(Lines of data)
# # # #

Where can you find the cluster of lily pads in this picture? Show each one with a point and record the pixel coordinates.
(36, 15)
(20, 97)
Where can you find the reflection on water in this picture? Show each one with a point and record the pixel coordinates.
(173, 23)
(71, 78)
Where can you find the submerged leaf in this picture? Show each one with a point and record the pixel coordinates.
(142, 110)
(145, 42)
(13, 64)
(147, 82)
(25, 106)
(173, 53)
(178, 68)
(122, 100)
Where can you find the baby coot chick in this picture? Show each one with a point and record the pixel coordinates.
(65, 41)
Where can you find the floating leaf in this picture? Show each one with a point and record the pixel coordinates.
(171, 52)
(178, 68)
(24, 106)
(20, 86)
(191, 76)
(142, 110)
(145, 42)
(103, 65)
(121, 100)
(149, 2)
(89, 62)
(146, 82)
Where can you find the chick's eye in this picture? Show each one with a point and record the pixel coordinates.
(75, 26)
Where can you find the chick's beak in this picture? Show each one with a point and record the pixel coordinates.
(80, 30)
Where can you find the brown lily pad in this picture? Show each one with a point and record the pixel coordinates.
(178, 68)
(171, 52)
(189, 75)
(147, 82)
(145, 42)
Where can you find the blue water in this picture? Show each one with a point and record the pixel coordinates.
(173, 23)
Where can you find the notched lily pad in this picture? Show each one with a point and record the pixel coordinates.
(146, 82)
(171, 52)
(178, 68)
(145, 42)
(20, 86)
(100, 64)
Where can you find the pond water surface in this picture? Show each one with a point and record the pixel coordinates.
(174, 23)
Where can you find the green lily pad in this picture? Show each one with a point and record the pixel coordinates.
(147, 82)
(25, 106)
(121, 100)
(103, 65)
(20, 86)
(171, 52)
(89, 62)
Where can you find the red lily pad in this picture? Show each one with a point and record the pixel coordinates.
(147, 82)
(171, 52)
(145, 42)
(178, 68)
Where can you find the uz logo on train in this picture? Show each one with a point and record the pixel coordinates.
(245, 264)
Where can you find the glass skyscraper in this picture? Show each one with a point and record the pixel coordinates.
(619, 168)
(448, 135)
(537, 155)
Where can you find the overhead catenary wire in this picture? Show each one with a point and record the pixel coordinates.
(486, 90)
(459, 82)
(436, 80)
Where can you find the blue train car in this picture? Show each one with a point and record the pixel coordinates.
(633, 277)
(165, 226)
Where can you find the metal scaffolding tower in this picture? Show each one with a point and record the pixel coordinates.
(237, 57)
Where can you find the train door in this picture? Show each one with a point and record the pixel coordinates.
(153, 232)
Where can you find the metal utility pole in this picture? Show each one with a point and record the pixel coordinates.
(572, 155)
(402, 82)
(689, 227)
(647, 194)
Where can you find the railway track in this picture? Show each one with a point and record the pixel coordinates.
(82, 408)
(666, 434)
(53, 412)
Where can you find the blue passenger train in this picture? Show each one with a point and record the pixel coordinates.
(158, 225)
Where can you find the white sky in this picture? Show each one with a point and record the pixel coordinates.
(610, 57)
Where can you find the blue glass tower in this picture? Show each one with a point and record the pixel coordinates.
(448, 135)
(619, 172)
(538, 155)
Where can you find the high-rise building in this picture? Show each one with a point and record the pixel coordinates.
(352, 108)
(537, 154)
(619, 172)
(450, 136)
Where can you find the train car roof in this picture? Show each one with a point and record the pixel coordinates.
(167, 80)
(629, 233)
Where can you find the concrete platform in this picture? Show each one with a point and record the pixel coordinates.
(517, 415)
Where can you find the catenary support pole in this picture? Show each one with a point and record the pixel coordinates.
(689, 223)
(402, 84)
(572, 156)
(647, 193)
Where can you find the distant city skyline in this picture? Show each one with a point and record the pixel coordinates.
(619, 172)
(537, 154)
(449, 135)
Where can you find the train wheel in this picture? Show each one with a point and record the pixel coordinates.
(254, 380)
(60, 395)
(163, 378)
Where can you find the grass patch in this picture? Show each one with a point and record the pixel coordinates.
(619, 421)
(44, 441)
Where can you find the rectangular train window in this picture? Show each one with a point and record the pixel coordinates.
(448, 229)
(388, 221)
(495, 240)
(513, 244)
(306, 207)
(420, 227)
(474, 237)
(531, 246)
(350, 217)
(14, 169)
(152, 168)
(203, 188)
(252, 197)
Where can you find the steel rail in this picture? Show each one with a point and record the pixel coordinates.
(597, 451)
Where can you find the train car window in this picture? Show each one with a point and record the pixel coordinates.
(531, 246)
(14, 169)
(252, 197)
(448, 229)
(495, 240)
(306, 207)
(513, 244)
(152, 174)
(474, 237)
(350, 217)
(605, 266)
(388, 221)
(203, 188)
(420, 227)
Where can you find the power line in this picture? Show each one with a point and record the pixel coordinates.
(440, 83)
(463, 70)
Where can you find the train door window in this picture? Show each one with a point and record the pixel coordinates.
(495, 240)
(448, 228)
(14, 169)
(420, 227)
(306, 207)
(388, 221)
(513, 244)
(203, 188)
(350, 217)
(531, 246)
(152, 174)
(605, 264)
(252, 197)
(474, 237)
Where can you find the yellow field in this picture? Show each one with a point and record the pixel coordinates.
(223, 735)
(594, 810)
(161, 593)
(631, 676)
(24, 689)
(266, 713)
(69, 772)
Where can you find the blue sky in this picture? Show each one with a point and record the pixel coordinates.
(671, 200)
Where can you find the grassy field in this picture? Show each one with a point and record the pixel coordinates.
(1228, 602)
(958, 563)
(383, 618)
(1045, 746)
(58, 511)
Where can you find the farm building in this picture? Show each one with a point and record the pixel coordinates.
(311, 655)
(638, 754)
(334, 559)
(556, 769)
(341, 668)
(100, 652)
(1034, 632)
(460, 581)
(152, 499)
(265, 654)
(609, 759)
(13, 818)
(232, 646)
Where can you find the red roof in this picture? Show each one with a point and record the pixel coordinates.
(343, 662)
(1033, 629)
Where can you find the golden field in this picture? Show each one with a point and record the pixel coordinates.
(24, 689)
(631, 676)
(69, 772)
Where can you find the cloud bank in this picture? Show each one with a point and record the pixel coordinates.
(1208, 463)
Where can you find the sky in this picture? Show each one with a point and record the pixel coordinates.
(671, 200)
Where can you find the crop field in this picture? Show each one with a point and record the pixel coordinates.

# # # #

> [GIVEN PROBLEM] Write the lines of data out again, switching "pixel coordinates" to "x and y coordinates" in every one of the records and changing nothing else.

> [EXERCISE OUTPUT]
Where can you find the cluster of lily pads in this picture? Show each one with a point and record the x and y coordinates.
(36, 15)
(20, 97)
Where can you find the reflection on water in this picture? Show each one with a point and record the x and y coordinates.
(173, 23)
(71, 78)
Where can you find the submerged leaf in this picture? Show each one with a point and record the x and y coordinates.
(142, 110)
(145, 42)
(13, 64)
(147, 82)
(25, 106)
(173, 53)
(178, 68)
(122, 100)
Where can you find the baby coot chick in this picture? Show each one with a point and record the x and y coordinates.
(65, 41)
Where can you find the floating leaf in this picture? Show each one with a point and record the x and y coordinates.
(171, 52)
(178, 68)
(24, 106)
(20, 86)
(191, 76)
(142, 110)
(145, 42)
(103, 65)
(121, 100)
(149, 2)
(89, 62)
(146, 82)
Where can you find the chick's eye in this picture? Show each one with a point and record the x and y coordinates.
(75, 26)
Where can you find the chick's beak in this picture? Show each one with a point and record the x and y coordinates.
(80, 30)
Where can you find the brown lily pad in this picture? Show each one with a point and record the x and y coordinates.
(178, 68)
(171, 52)
(189, 75)
(147, 82)
(145, 42)
Where can you find the blue water in this picture? Show each one with a point and record the x and y coordinates.
(173, 23)
Where can you find the notched lily pad in this picture? Show each one with a point and record the x and y coordinates.
(146, 82)
(171, 52)
(178, 68)
(145, 42)
(20, 86)
(100, 64)
Where can you find the pond water surface in this picture? Show each one with a point and record the x and y coordinates.
(174, 23)
Where can you find the green lily pad in this picture? Show each one with a point and record the x and y coordinates.
(147, 82)
(25, 106)
(121, 100)
(103, 65)
(20, 86)
(171, 52)
(89, 62)
Where can you find the red lily pad in this picture? Show each one with a point and record the x and y coordinates.
(147, 82)
(171, 52)
(145, 42)
(178, 68)
Where can you find the uz logo on train in this picture? Show each one with a point and record the x and y coordinates.
(245, 264)
Where can you find the glass skyscraper in this picture? Show each one with a point and record the x and y coordinates.
(619, 168)
(448, 135)
(537, 155)
Where can you find the overhead catenary wire in this picture? Show each one with a point and record the x and y coordinates.
(486, 90)
(459, 82)
(436, 80)
Where can you find the blue train car in this picture? Show each one with a point and record the x and y coordinates.
(633, 277)
(165, 226)
Where can you find the metal scaffolding tower in this picture? Show each one with a point and record the x and y coordinates.
(237, 57)
Where can you find the train door in this picture? Show each one with a point and record the x and y coordinates.
(153, 232)
Where can you find the metal utility pole in this picture? Show each one with a point and record the x and y coordinates.
(572, 155)
(402, 82)
(689, 227)
(647, 194)
Where can you find the railway track in this picture? Show each one with a point and record the x and y coordinates.
(82, 408)
(666, 434)
(53, 412)
Where can you find the blue passenger train in this picture? Show each one with a point and record the x and y coordinates.
(158, 225)
Where can you find the white sky in this picture? Show each one with a point and record the x and y coordinates.
(610, 57)
Where can you find the blue glass tower in this picture? Show each one with a point and record the x and y coordinates.
(448, 135)
(619, 172)
(538, 155)
Where can you find the high-rise building in this picture? Show each one with a point and record the x and y coordinates.
(352, 108)
(537, 154)
(619, 172)
(450, 136)
Where can you find the train car roof in this picture? Show each one with a point and record the x and y coordinates.
(167, 80)
(629, 233)
Where can you find the concrete platform in this picture? Show each one with a point and record the x and y coordinates.
(517, 415)
Where can you find the catenary support pole in this picture? Show each one with a point and record the x and y coordinates.
(689, 223)
(402, 84)
(572, 156)
(647, 193)
Where can you find the distant city skyline in this picture? Show each one with a point and record the x and y coordinates.
(619, 172)
(537, 154)
(449, 135)
Where can you find the train wheel in this picture? Show each one with a point and record the x and y coordinates.
(254, 380)
(60, 395)
(163, 378)
Where can you find the grass patch in this picture? Show each one with a point and record the x and y coordinates.
(619, 421)
(44, 441)
Where can you find the rectangular train window in this picture? Show each one with a point and record the x and y coordinates.
(448, 229)
(388, 221)
(495, 240)
(513, 244)
(306, 207)
(420, 227)
(474, 237)
(531, 246)
(350, 217)
(14, 169)
(152, 168)
(203, 188)
(252, 197)
Where can you find the steel rail in this picture? Show each one with a point and record the x and y coordinates.
(597, 451)
Where can you find the train car window in this picture? Show each one with a point and record the x and y coordinates.
(531, 246)
(14, 169)
(252, 197)
(448, 229)
(495, 240)
(306, 207)
(513, 244)
(152, 174)
(474, 237)
(350, 217)
(605, 266)
(388, 221)
(203, 188)
(420, 227)
Where can you find the power line in this picture? Show each one with a point and record the x and y coordinates.
(440, 83)
(463, 70)
Where can you find the train door window in this picture? Show each one with a point and record the x and y coordinates.
(495, 240)
(448, 228)
(14, 169)
(420, 227)
(306, 207)
(388, 221)
(513, 244)
(203, 188)
(350, 217)
(531, 246)
(152, 174)
(605, 264)
(252, 197)
(474, 237)
Where can you find the yellow field in this picture? Show each one with a point and record the x and y coordinates.
(223, 735)
(594, 810)
(161, 593)
(631, 676)
(24, 689)
(266, 713)
(69, 772)
Where can you find the blue sky in this picture? Show each one with a point and record the x and y coordinates.
(671, 200)
Where can you find the grassy field in this picture? Show each one with a point and record the x and y coordinates.
(1228, 602)
(958, 563)
(383, 618)
(1045, 746)
(58, 511)
Where can you find the farm building in this picture? Show each one with a point and record the x and y coordinates.
(311, 655)
(638, 754)
(334, 559)
(556, 769)
(341, 668)
(100, 652)
(1034, 632)
(460, 581)
(152, 499)
(265, 654)
(609, 759)
(13, 818)
(232, 646)
Where can you find the red roof in this picture? Show each one with a point and record the x and y coordinates.
(343, 662)
(1033, 629)
Where can you find the golden field in this picture? Show each one with a point and record the x and y coordinates.
(24, 689)
(631, 676)
(69, 772)
Where can you find the cloud bank in this picture? Show each one with a point and record the x and y coordinates.
(1208, 463)
Where can you find the sky in this picture? Show each one with a point and record the x and y coordinates.
(671, 200)
Where can you find the crop field in this picture? Show each one with a point and record the x and y coordinates.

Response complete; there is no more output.